▶ **Work request**
Lines below that include "roof" are the answer; copy each one.
Data shown START
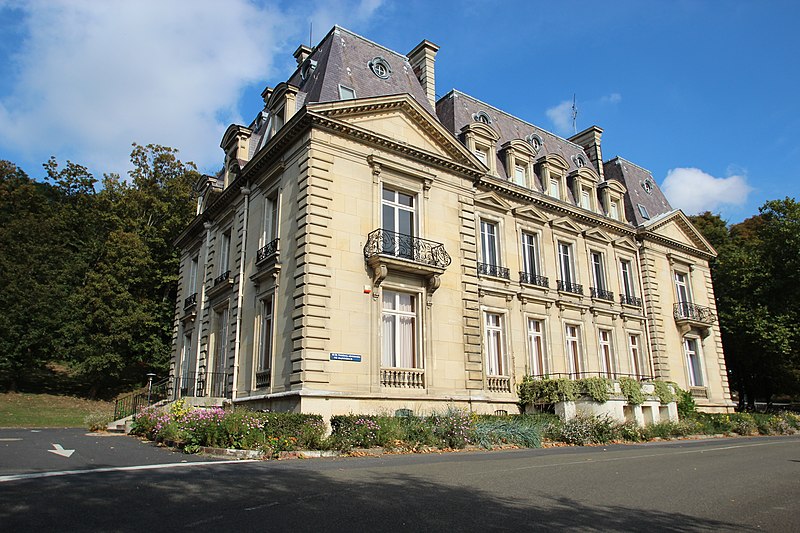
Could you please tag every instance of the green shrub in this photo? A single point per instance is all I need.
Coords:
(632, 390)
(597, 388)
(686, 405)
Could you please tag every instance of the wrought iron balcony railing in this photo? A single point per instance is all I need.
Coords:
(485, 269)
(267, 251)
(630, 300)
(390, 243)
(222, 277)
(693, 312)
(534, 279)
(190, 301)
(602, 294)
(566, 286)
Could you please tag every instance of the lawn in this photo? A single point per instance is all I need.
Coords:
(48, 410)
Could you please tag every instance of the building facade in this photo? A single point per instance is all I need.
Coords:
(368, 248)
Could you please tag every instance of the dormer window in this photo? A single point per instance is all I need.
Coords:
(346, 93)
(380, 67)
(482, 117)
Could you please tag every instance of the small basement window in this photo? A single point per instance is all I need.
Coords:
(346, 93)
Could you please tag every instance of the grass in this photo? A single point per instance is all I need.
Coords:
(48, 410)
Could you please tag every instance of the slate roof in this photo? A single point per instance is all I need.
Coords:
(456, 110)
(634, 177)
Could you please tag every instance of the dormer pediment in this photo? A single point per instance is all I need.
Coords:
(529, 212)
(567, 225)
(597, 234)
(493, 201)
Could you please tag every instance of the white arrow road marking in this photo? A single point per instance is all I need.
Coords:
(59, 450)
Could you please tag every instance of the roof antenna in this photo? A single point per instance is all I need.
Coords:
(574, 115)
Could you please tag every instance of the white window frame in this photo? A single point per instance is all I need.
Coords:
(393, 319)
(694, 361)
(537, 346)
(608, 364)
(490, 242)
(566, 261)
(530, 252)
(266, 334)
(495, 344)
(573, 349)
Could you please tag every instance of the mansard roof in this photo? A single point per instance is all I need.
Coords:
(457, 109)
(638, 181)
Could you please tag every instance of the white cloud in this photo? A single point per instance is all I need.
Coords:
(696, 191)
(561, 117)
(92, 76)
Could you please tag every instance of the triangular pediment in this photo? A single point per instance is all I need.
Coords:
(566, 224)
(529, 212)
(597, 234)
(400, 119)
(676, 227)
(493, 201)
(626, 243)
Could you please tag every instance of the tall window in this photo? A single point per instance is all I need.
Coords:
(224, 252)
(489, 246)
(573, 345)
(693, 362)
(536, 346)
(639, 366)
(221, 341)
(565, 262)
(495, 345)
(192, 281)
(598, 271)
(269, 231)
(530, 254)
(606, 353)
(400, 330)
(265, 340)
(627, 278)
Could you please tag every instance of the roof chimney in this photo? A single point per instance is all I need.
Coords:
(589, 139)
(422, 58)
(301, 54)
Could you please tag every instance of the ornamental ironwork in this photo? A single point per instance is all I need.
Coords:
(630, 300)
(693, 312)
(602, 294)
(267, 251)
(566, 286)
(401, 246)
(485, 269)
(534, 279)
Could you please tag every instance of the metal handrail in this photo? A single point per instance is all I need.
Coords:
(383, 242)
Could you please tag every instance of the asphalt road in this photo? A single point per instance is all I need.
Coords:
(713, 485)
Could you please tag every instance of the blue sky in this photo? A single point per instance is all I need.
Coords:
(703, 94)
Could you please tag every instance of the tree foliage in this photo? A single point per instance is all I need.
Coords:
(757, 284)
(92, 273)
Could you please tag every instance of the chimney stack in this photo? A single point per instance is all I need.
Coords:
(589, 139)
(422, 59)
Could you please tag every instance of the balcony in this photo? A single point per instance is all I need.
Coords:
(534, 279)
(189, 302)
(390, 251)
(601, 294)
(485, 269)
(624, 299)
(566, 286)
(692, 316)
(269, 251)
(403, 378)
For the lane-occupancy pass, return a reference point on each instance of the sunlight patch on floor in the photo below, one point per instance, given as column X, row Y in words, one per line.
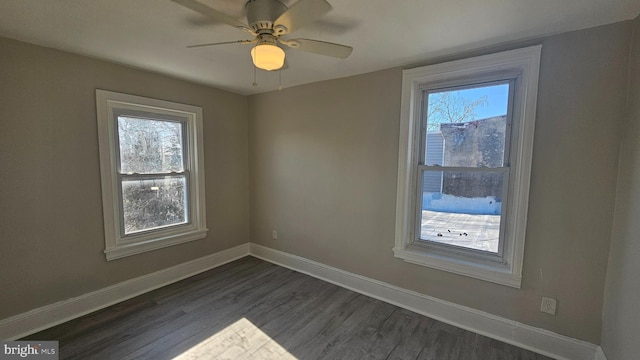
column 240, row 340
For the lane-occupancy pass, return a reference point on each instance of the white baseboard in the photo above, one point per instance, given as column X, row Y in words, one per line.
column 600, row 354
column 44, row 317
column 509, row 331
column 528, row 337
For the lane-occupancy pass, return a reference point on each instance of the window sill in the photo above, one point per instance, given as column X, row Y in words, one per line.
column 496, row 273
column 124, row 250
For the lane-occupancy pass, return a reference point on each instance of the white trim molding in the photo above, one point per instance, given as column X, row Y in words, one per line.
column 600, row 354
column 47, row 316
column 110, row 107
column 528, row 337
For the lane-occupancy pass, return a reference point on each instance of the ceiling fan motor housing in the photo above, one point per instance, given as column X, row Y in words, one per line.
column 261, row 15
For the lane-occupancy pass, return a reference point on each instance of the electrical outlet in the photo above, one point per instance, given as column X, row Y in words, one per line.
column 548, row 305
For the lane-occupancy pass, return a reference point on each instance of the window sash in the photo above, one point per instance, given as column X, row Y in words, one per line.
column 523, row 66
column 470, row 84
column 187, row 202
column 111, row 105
Data shown END
Data shown START
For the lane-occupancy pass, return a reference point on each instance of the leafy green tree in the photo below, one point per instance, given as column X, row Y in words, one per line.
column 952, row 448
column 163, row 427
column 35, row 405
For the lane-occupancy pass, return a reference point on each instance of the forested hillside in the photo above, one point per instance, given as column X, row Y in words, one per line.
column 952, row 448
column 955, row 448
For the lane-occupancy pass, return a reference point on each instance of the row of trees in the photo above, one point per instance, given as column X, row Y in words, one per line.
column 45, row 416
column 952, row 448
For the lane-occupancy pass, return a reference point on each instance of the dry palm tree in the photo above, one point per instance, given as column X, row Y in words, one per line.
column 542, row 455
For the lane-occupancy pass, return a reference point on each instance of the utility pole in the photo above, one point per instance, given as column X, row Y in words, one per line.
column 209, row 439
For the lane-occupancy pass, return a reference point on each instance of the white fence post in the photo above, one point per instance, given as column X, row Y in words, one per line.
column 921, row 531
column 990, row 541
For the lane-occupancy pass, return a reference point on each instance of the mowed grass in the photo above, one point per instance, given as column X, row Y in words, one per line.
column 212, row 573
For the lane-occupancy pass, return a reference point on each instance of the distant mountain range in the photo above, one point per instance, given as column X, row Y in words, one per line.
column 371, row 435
Data shown END
▶ **Response to this task**
Could you please tag every instance of the slate roof in this photo? A single point per instance is all I need.
Could you please tag every instance of the roof antenna in this photo? A single point per instance is all I need.
Could you please tag every instance of the mansard roof in this photo? A single point per instance is all I need.
Could you please tag every instance of the roof chimney in this photo? A single point per instance is all I need.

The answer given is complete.